SOURCE DATA.
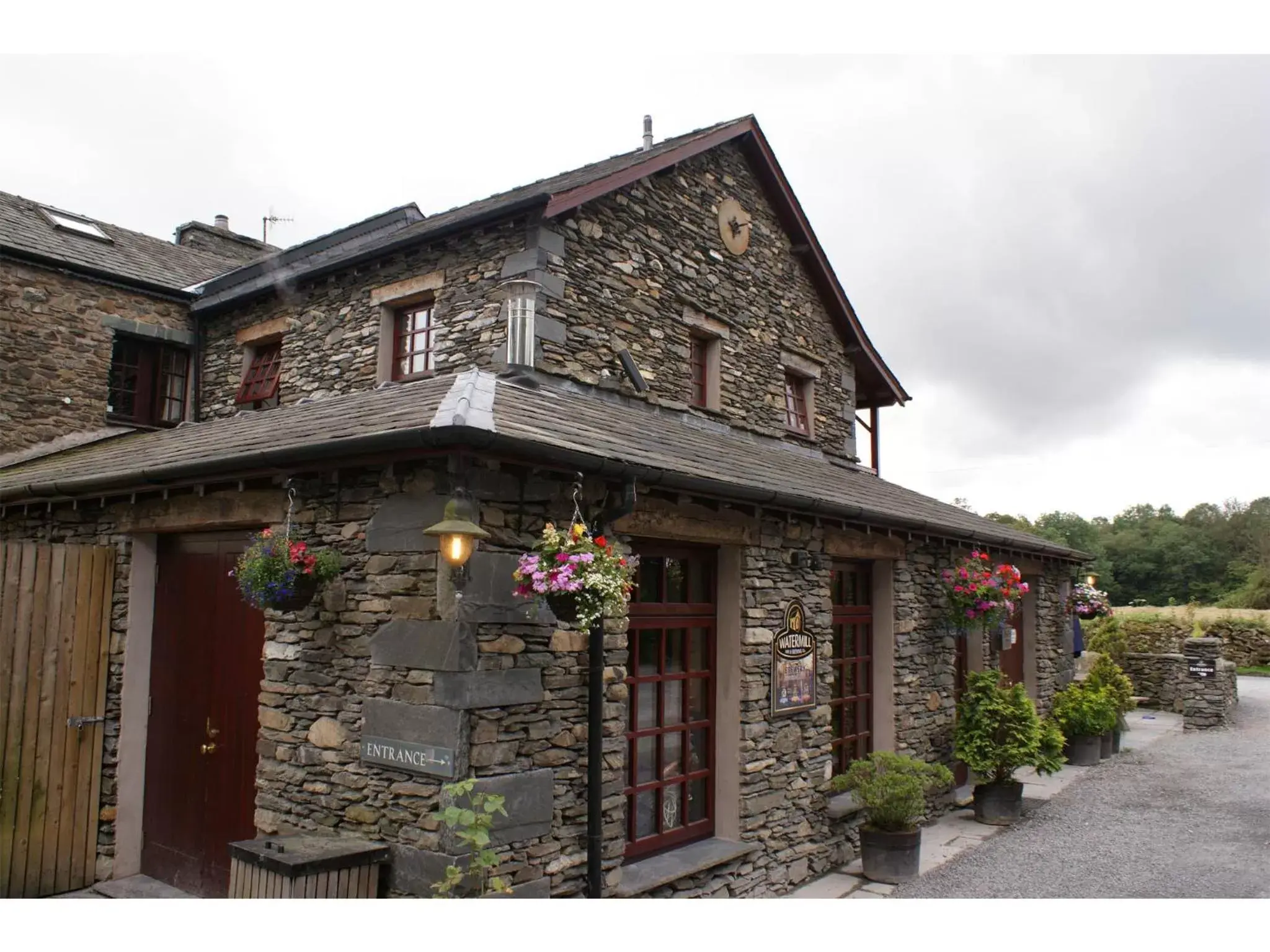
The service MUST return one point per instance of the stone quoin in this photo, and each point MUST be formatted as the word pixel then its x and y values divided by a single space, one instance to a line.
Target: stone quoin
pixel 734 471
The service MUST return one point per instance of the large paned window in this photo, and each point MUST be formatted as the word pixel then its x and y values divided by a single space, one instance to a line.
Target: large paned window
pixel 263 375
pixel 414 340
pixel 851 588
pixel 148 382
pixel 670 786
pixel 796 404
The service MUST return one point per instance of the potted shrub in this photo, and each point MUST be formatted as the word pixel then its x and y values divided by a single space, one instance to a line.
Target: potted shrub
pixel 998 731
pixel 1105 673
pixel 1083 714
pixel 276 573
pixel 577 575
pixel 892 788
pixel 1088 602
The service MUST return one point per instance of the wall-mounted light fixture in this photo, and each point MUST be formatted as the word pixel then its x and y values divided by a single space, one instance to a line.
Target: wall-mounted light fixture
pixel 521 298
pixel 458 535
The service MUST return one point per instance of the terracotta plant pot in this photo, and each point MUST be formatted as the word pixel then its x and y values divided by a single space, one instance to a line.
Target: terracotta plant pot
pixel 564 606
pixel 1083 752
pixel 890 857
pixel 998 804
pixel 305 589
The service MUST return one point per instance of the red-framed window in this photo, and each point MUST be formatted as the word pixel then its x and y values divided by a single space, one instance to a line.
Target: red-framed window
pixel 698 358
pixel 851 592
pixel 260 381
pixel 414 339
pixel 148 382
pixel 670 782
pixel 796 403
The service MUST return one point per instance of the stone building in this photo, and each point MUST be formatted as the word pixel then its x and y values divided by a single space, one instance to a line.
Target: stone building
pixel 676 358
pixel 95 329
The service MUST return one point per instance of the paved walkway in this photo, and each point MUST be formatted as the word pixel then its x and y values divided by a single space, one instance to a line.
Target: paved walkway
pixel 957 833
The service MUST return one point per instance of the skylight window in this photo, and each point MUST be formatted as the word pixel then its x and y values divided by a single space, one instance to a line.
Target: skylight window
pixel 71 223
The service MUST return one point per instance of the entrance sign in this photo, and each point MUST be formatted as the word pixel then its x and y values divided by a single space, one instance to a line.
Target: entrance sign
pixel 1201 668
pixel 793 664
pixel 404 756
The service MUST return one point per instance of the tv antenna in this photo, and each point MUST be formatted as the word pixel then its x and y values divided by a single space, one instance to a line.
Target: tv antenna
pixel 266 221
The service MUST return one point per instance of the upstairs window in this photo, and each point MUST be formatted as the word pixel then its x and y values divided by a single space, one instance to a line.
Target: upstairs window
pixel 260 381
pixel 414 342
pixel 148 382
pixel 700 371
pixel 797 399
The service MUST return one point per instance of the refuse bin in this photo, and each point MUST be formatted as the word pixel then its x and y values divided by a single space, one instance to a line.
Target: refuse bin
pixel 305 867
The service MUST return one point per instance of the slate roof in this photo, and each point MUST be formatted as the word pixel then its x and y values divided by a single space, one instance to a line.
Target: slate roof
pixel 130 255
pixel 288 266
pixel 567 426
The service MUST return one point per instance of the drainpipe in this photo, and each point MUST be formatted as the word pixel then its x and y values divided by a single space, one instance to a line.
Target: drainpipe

CHALLENGE.
Starting at the beginning of the data and ending with the line that contains "pixel 734 471", write out those lines again with "stone quoin" replaced by "corner quoin" and nothing else altered. Omit the pictures.

REPLY.
The service MUST return one point per instance of the corner quoin in this photo, and each point MUST be formatted as the word pixel then its x and y values divided by a single space, one instance to a line.
Target: corner quoin
pixel 734 471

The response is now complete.